Source document:

######

Aggreko is the world's largest temporary power company. It has more than 10 gigawatts of power across its fleet globally. The company employs over 8,200 people and operates across the world in more than 200 locations in 80 countries and has offices in every continent.

The business supplies short-term temporary power to a range of customers predominately across developed countries and longer-term power projects predominantly in emerging markets.

Aggreko supplies to businesses, large events, music festivals, sporting events, industrial sites, and mines. The items hired out include gas and diesel generators, load banks, heaters, air conditioners and chillers. Aggreko offers several greener and cleaner HVO and solar powered generators and hybrid batteries that emit less emissions.

Aggreko has supplied power to sporting events including the Ryder Cup, the FIFA World Cup, Formula E motor racing and SailGP. In 2008, it became the sole supplier of temporary power and temperature controls for the Beijing 2008 Olympic Games in China. In 2010, the firm provided the power for the FIFA World Cup in South Africa. In August 2012, it was the sole supplier for temporary power for the London 2012 Olympic Games. It was also the provider of temporary power for the Glasgow 2014 Commonwealth Games. It supplied air conditioning and power for the 2017 WNBA Finals. In 2024, Aggreko became an Official Provider of Formula 1.

######

Supplied information:
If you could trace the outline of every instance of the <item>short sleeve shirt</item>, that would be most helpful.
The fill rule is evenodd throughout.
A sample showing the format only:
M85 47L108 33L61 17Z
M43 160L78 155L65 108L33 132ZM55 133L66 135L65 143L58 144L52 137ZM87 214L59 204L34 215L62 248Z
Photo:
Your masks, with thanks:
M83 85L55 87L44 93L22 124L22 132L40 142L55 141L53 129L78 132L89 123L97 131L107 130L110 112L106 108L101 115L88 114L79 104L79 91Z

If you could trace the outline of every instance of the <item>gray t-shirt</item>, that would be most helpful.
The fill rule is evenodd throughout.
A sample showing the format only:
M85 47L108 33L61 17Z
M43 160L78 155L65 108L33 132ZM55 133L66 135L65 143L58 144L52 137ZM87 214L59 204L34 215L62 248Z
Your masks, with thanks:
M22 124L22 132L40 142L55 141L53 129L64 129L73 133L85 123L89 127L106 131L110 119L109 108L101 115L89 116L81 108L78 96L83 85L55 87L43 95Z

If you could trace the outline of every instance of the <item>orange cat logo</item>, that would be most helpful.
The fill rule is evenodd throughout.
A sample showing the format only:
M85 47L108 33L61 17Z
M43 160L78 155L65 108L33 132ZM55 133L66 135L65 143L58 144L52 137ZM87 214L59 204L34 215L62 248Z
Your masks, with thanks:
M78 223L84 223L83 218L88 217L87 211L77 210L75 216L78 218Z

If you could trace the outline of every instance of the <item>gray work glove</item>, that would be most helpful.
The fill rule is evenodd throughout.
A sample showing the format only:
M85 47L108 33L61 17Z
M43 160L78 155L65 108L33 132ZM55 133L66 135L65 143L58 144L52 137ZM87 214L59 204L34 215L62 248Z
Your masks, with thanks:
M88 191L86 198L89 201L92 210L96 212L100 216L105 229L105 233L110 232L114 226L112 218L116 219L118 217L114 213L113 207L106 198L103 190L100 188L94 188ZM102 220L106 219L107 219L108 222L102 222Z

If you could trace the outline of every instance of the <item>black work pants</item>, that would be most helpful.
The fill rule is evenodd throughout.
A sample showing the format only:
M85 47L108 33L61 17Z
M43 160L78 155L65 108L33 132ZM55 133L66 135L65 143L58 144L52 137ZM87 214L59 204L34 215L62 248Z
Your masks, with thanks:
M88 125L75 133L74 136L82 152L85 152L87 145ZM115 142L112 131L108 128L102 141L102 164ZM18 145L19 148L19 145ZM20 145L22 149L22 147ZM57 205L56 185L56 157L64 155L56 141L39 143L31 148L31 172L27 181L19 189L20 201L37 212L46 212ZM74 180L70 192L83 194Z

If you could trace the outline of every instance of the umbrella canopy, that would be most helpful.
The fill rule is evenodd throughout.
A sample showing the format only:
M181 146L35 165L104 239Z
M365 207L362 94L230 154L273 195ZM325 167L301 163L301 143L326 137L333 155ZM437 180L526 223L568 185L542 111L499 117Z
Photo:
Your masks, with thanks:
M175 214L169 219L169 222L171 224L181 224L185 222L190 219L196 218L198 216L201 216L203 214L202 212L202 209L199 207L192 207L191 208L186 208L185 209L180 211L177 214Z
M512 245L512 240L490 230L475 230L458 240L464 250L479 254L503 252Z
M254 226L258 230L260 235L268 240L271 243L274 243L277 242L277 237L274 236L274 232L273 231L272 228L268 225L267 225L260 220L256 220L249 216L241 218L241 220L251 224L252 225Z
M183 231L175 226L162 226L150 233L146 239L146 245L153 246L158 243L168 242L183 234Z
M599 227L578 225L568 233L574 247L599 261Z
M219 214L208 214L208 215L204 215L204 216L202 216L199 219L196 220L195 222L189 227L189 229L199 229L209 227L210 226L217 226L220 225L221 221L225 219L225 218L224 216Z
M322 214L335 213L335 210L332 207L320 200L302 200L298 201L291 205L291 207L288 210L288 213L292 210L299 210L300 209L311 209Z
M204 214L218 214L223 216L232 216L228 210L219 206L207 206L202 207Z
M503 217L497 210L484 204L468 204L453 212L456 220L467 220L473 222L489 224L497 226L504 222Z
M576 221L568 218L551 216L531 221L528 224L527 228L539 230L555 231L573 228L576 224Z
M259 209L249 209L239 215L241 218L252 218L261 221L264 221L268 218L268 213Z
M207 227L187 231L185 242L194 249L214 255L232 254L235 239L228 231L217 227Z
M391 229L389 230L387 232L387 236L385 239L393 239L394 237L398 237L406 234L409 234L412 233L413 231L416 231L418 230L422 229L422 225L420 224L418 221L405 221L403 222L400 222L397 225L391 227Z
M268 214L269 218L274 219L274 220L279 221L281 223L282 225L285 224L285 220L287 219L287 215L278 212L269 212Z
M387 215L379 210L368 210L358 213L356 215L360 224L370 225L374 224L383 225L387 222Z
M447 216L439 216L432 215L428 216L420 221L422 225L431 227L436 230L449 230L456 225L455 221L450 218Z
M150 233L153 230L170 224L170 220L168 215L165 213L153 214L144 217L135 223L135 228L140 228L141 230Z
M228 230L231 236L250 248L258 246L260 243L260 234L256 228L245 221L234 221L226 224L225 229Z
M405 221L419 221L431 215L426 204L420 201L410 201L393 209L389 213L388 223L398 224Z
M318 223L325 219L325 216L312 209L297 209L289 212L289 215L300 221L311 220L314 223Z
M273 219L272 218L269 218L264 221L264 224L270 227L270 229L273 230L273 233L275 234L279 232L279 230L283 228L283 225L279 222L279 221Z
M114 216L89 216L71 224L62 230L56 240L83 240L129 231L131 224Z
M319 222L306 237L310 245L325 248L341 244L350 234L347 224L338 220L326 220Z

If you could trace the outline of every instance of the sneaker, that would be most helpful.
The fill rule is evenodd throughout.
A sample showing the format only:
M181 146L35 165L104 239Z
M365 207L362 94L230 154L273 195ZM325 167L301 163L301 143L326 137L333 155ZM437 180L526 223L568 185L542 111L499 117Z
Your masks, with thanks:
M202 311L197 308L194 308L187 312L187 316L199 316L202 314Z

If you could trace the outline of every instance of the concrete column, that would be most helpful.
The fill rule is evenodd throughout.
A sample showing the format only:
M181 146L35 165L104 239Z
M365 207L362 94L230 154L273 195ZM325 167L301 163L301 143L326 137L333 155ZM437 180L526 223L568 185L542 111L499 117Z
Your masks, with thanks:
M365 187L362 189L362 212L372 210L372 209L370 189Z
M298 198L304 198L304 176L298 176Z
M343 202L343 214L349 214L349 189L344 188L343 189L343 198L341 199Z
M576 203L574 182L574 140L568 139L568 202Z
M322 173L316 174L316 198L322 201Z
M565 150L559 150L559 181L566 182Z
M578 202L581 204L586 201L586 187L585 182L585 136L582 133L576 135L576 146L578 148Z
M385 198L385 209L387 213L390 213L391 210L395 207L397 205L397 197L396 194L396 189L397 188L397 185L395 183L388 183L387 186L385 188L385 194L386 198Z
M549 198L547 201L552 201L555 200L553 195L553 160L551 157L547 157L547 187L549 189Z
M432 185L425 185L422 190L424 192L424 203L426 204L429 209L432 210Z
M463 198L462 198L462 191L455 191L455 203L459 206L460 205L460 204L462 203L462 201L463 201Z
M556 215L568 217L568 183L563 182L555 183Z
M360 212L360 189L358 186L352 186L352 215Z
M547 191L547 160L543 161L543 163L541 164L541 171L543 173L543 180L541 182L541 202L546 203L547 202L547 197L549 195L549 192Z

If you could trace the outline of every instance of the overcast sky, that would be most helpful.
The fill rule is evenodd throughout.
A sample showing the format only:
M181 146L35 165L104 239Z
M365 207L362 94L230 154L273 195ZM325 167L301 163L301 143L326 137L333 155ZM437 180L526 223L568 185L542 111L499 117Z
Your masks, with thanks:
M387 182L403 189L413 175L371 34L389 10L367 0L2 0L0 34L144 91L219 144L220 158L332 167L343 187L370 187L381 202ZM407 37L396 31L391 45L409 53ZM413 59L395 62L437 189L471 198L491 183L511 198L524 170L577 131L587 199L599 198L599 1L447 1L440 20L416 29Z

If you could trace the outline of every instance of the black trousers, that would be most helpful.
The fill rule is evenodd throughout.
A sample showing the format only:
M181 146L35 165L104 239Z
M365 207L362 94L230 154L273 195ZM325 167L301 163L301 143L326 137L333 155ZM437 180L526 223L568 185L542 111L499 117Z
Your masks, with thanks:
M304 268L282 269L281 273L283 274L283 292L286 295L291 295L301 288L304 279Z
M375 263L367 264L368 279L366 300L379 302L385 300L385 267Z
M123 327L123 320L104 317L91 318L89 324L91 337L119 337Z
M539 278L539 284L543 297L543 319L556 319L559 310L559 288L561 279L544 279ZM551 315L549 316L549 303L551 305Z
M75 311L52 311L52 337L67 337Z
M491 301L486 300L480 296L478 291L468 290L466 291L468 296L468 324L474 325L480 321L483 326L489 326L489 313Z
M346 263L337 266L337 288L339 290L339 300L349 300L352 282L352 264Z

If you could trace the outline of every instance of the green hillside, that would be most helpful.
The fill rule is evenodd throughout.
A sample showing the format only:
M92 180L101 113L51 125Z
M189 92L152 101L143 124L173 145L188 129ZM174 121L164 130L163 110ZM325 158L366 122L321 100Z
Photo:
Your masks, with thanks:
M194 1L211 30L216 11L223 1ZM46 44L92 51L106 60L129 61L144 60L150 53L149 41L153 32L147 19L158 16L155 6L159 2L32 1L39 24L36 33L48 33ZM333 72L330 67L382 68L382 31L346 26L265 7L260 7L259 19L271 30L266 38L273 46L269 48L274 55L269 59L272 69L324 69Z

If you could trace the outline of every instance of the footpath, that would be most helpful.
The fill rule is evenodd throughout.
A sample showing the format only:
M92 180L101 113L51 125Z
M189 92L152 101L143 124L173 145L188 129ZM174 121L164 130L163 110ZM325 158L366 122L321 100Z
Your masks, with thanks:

######

Tasks to carry out:
a - In how many countries does Aggreko operate, according to the Aggreko text?
b - List every kind of customer that the Aggreko text says Aggreko supplies to.
c - Reproduce the stretch of the Aggreko text from "The business supplies" through "in emerging markets.".
The records can be set aside.

Activity answers:
a - 80 countries.

b - Businesses, large events, music festivals, sporting events, industrial sites, and mines.

c -
The business supplies short-term temporary power to a range of customers predominately across developed countries and longer-term power projects predominantly in emerging markets.